------ TEXT SEGMENT
Saturday, March 26, 2016


If you are a long time reader of this blog or have stumbled upon it, let me give you some background of what I am currently posting. I have these flashes of memory not of this life that pop into my head on a daily basis. It usually happens when I am walking to and from work, and any other time when I am walking. I am not sure if these memories are from a past life, a half-remembered dream, or some fictional character who has popped into my head showing me a story that they want to see written down. Whatever the case may be, I've decided to start writing these memories down in this blog as a sort of a free write exercise, to get myself back into writing and to store these memories somewhere so they are out of my head.

I should note that not all of these memories are from the past. Some of them are from some strange future and sometimes they happen on different planets.

And they won't be complete stories either with a beginning, middle, and end. They will be memory fragments, dream fragments, like half-remembered songs. In other words, they may not make sense because they aren't suppose to make sense. 

Thursday, March 24, 2016

First past life memory. I was in junior high, and had read my first book about the concept of reincarnation. I cannot remember what I was doing or what triggered the memory, but this is the memory I saw in my mind which I can still see very clearly even today.

I am standing at the top of a castle. I look down and I can see that I am very, very high up. I look up and around, all I can see is land and trees far as my eyes can see. I look down at myself. I am wearing some type of long gown. The gown looks to be made of silk and it has pearls sewn into the fabric. My hair is long I think because it is done up in braids which have been wound around my head. I am young at least I feel young. I am not wearing a ring, which may mean I am not married. I have a necklace, a choker really, made out of some strange type of bead. I wish I had a mirror so I could see what I really look like.

I feel the top of my head and I have some type of cap on or bonnet made out of the finest wool. The fabrics I am wearing feel so different than modern fabric. I feel a draft underneath my skirt. I don’t think I am wearing any underwear, but I am too afraid to check.
------------
------ INFORMATION SHOWN
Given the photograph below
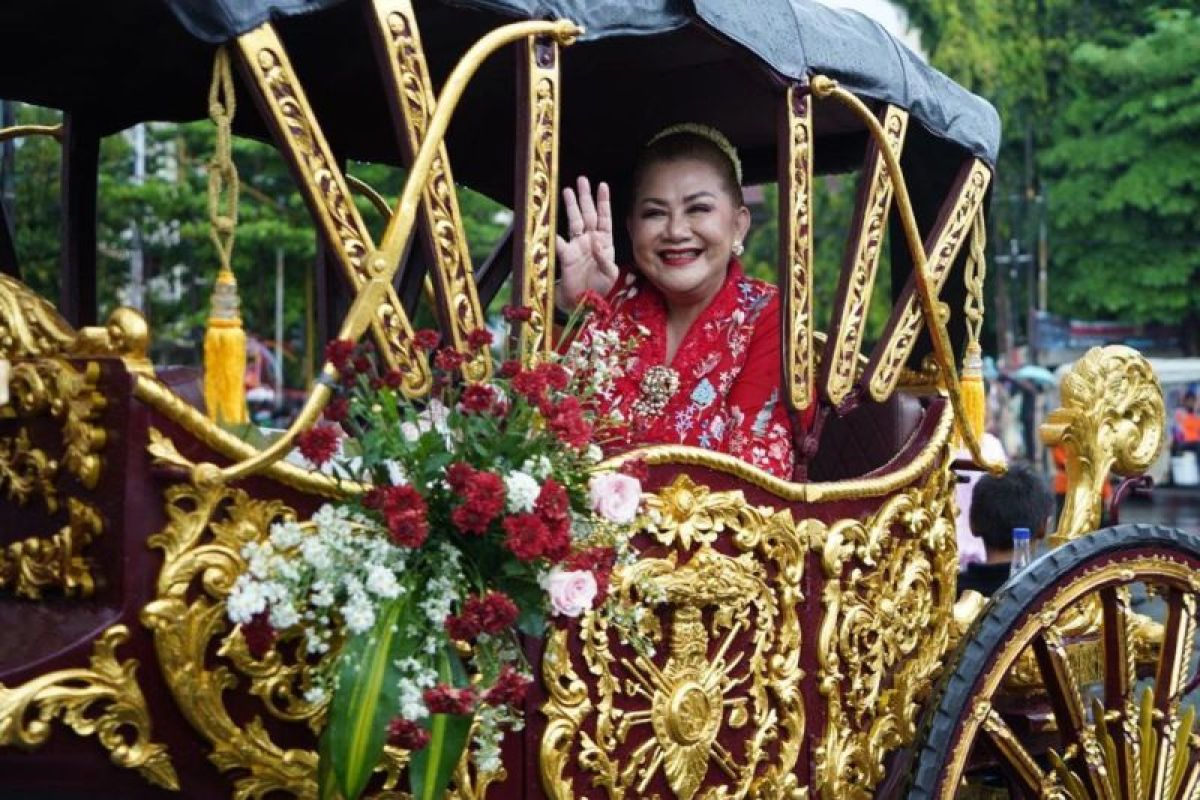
------------
GIVEN REQUEST 1: In the past-life blog post, when do the memory flashes usually come to the writer?
GIVEN REQUEST 2: Write the next part of the past-life blog post, picking up after its final sentence.

EXERCISE ANSWER 1: They usually come while the writer is walking to and from work, or walking at any other time.

EXERCISE ANSWER 2:
Emotions come over me. I feel sad, heartbroken, but I have no memories of why these emotions are with me. In my vision, I see myself having a memory of standing exactly where I am standing now and wondering if I should fling myself off the castle wall. There is no moat around the castle, so any fall would mean instant death. In my past life memory, I have more past life memories of being this age and not growing any older. I think this means I have never had long past lives. The lives I have memories of were short, meaning I never see myself being older than 20 years old.  

I am not sure why there is no one about, but judging from the light in the sky it must be early dawn because the sky is a mixture of pink and yellow clouds.  If this is a castle, it must be poorly defended since I do not see anyone standing watch on this part of the castle.
I put my arms around myself so I can give myself a hug. I am not sure if this is a modern gesture or if people have been comforting themselves like this since the beginning.

I can hear a voice calling me. It’s a woman’s voice. I have a memory of this woman, which is dropped into my brain like raindrop. She's my nurse, which I guess means she is my servant. She has been looking for me, and has now discovered my hiding place. I want to scream at her to leave me alone, but I don’t. This version of myself seems so helpless. She is, I am fragile. I feel my waist. I don’t think I have been very well because I can feel my ribs sticking out. I take one more look around, at the land, my father’s land, our land, and head to the door which has just opened.